▼

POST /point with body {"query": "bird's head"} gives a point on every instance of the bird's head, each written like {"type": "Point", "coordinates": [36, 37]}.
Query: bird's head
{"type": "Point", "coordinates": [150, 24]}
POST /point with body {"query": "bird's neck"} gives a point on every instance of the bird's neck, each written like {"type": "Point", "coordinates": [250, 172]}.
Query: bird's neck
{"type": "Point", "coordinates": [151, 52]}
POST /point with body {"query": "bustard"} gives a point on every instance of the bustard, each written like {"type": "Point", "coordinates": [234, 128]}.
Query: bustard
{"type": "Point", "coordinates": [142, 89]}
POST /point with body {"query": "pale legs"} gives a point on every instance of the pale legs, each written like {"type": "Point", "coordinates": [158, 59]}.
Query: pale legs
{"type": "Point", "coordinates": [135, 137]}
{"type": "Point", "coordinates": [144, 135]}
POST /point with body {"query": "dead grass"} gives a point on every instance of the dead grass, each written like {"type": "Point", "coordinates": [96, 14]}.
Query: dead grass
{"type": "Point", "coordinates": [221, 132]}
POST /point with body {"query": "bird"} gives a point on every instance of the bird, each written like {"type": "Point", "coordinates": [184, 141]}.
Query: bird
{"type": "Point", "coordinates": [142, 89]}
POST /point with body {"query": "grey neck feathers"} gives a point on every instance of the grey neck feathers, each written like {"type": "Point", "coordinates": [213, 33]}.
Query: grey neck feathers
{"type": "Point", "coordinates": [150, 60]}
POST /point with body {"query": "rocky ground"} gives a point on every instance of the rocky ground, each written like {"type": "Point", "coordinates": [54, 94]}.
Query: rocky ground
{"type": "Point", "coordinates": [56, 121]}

▲

▶ _Consegna_
Ricopia tutto il materiale qui sopra, riga per riga, senza cambiare nulla.

▶ _Risposta_
POST /point with body {"query": "bird's head"} gives a point on every instance of the bird's head, each written like {"type": "Point", "coordinates": [36, 37]}.
Query: bird's head
{"type": "Point", "coordinates": [150, 24]}
POST /point with body {"query": "bird's neck"} gives a point on every instance of the bird's neck, each written like {"type": "Point", "coordinates": [250, 172]}.
Query: bird's neck
{"type": "Point", "coordinates": [151, 52]}
POST /point with body {"query": "bustard"} gives a point on every instance of the bustard, each written like {"type": "Point", "coordinates": [234, 128]}.
Query: bustard
{"type": "Point", "coordinates": [142, 89]}
POST /point with body {"query": "pale legs"} gives a point on every instance of the pale legs, each written like {"type": "Point", "coordinates": [158, 59]}.
Query: pale legs
{"type": "Point", "coordinates": [135, 137]}
{"type": "Point", "coordinates": [144, 135]}
POST /point with body {"query": "dead grass"} gives a point on every instance of the dead grass, each written like {"type": "Point", "coordinates": [96, 14]}.
Query: dead grass
{"type": "Point", "coordinates": [221, 132]}
POST /point with body {"query": "bird"} gives a point on every instance of the bird, each written like {"type": "Point", "coordinates": [184, 141]}.
Query: bird
{"type": "Point", "coordinates": [142, 89]}
POST /point with body {"query": "grey neck feathers"} gives a point on every instance of the grey neck feathers, each written like {"type": "Point", "coordinates": [213, 33]}.
Query: grey neck feathers
{"type": "Point", "coordinates": [150, 60]}
POST /point with body {"query": "rocky ground"} gives a point on every instance of the rocky ground, each written like {"type": "Point", "coordinates": [54, 94]}.
Query: rocky ground
{"type": "Point", "coordinates": [56, 121]}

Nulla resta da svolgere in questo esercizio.